Texto fornecido:
>>>
Não é de hoje que o regime de segregação
racial conhecido como apartheid vem conquistando lamentável lugar de destaque
nas páginas do cada vez mais volumoso livro de calúnias da humanidade. Neste
mês de março de 1960, porém, um novo capítulo nessa história de intolerância,
discriminação e barbárie foi inscrita com o sangue dos negros pelas autoridades
brancas da África do Sul. No último dia 21, um protesto pacífico contra as leis
do passe, incentivado pelas lideranças do Congresso Pan-Africanista e reprimido
com violência pela polícia em todo o país, causou uma verdadeira carnificina em
Sharpeville, a 45 quilômetros de Johanesburgo. Em uma ação desproporcional e
covarde, as centenas de manifestantes que se aglomeravam em frente à delegacia
de polícia local tornaram-se alvos vivos dos soldados do comando sul-africano.
Revólveres, rifles e submetralhadoras, sem aviso prévio ou justificativa,
cuspiram fogo contra a multidão, assassinando 69 pessoas e ferindo quase 200 –
a maioria baleada pelas costas, em uma tentativa desesperada de fuga.
A inescusável execução em massa provocou
náusea na comunidade internacional e despertou a ira das lideranças negras na
África do Sul – o temor de uma guerra civil já toma conta de membros do alto
escalão do primeiro-ministro africâner Hendrik Verwoerd. Uma semana depois do
chamado “Massacre de Sharpeville”, um dia nacional de luto, 28 de março, foi
convocado pelos chefes negros. Os funerais das vítimas seriam acompanhados por
um boicote do trabalho e novas manifestações contra o passe. Ainda que os
líderes do movimento seguissem pregando a não-violência, a tensão latente
acabou por registrar uma série de tumultos e pancadarias em diferentes pontos
de Johanesburgo, Worcestor e Cidade do Cabo. Em reação direta aos eventos, já
se noticia uma corrida de cidadãos sul-africanos a consulados estrangeiros, em
busca de vistos de emigração, bem como um aumento espantoso na venda de
armamento aos brancos.
Na véspera dos funerais, para evitar
novos conflitos, o governo da África do Sul havia anunciado a suspensão da
obrigatoriedade do porte do passe pelos negros. Esperançoso com o que parecia
um primeiro ato de conciliação por parte da administração de Verwoerd, o planeta
foi logo devolvido à realidade obtusa do apartheid com a declaração oficial de
estado de emergência em 30 de março. Sob tal auspício, as autoridades
sul-africanas voltaram à carga com prisões em massa – o número, ainda não
oficial, é de 18.000 detidos, incluindo o líder do Congresso Pan-Africanista,
Robert Sobukwe, e a quase totalidade dos cabeças do movimento negro –, além da
criminalização das entidades políticas dos nativos. Uma passada de olhos pela
história revela que, atuando na clandestinidade, as oposições não demoram a
deixar a resistência pacífica em favor da armada. No ambiente incendiário em
que se encontra a África do Sul, parece questão de tempo.
<<<
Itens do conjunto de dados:
>>>
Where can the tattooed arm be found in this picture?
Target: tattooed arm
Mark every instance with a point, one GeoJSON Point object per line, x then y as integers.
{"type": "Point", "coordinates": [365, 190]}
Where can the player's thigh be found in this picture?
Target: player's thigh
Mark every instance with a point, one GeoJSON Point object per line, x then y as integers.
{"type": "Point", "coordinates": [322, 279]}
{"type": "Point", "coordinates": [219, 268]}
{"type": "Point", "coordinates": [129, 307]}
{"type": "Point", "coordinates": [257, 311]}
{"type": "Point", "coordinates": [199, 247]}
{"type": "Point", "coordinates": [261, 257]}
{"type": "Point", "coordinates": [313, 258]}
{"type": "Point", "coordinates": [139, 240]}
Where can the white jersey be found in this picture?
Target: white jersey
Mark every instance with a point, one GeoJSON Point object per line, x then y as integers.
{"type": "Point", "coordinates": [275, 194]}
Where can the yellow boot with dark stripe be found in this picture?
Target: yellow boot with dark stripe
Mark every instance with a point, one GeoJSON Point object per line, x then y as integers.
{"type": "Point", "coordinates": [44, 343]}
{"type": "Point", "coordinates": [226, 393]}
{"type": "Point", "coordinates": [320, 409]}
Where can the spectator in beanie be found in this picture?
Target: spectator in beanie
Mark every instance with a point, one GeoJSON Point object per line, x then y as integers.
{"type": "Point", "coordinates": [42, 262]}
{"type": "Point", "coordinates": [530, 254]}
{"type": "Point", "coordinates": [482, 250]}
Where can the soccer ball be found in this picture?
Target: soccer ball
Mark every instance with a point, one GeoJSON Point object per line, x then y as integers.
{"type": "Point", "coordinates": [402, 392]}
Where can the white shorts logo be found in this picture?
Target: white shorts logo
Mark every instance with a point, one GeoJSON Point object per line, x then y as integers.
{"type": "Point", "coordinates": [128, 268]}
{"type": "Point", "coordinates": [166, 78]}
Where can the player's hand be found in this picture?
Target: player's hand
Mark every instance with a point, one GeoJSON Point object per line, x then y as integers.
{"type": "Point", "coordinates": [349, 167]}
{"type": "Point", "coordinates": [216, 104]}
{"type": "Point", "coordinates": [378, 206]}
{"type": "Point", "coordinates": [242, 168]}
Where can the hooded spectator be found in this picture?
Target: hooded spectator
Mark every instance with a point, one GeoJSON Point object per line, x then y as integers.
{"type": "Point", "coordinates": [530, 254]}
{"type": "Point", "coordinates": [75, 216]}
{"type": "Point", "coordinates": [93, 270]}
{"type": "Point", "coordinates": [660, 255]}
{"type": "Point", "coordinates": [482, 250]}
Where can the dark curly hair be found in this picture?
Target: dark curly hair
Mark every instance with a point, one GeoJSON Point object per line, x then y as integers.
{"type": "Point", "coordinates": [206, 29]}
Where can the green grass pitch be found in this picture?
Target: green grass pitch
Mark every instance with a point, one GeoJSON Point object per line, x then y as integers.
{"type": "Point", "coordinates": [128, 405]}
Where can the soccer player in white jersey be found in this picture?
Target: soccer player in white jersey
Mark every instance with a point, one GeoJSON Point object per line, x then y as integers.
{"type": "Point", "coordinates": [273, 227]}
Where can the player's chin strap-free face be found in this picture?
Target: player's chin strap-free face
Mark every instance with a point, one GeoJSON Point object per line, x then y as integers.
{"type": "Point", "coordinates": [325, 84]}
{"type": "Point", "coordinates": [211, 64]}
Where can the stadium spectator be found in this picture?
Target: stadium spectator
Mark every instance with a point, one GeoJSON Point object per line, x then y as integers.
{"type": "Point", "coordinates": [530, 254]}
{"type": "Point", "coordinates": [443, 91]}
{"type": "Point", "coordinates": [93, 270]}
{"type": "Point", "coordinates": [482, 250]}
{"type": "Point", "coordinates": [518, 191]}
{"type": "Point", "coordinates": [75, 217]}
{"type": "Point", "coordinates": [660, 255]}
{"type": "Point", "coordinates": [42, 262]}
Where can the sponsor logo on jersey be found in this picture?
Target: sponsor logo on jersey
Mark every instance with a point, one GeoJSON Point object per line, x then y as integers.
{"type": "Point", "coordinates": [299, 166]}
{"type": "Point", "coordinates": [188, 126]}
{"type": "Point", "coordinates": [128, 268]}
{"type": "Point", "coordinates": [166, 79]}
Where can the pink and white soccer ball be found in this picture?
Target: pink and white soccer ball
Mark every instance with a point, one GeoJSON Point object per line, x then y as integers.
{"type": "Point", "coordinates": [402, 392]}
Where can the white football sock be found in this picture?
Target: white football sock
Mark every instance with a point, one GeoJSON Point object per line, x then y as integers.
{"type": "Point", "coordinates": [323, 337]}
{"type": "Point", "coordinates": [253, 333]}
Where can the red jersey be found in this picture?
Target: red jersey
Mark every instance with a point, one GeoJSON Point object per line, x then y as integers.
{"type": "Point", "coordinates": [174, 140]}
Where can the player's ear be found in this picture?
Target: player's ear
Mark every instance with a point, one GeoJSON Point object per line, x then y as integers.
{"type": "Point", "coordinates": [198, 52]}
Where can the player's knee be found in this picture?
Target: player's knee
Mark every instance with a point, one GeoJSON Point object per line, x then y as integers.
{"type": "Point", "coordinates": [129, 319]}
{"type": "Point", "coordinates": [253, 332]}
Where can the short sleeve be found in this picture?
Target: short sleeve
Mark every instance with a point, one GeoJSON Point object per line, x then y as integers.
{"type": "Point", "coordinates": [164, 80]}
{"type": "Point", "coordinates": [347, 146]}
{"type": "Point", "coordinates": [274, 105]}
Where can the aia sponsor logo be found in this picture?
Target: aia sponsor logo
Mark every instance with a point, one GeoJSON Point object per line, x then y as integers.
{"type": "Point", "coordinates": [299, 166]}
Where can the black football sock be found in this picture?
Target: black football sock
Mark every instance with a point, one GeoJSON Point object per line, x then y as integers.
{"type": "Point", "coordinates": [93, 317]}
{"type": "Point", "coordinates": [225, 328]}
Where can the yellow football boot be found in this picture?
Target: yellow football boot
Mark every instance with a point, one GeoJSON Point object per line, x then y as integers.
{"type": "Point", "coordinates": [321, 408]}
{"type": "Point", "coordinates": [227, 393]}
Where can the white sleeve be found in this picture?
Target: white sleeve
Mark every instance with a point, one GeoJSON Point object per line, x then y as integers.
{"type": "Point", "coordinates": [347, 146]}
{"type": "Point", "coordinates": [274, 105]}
<<<
Tarefa A: Reproduza fielmente o trecho do texto fornecido que começa em "Revólveres, rifles e" e segue até "desesperada de fuga.".
Tarefa B: Verta para o inglês esta frase do texto fornecido: "Na véspera dos funerais, para evitar novos conflitos, o governo da África do Sul havia anunciado a suspensão da obrigatoriedade do porte do passe pelos negros."
As entradas não guardam relação alguma com o texto fornecido.

Resposta redigida A:
Revólveres, rifles e submetralhadoras, sem aviso prévio ou justificativa,
cuspiram fogo contra a multidão, assassinando 69 pessoas e ferindo quase 200 –
a maioria baleada pelas costas, em uma tentativa desesperada de fuga.

Resposta redigida B: On the eve of the funerals, to avoid further clashes, the South African government had announced the suspension of the requirement for Black people to carry the pass.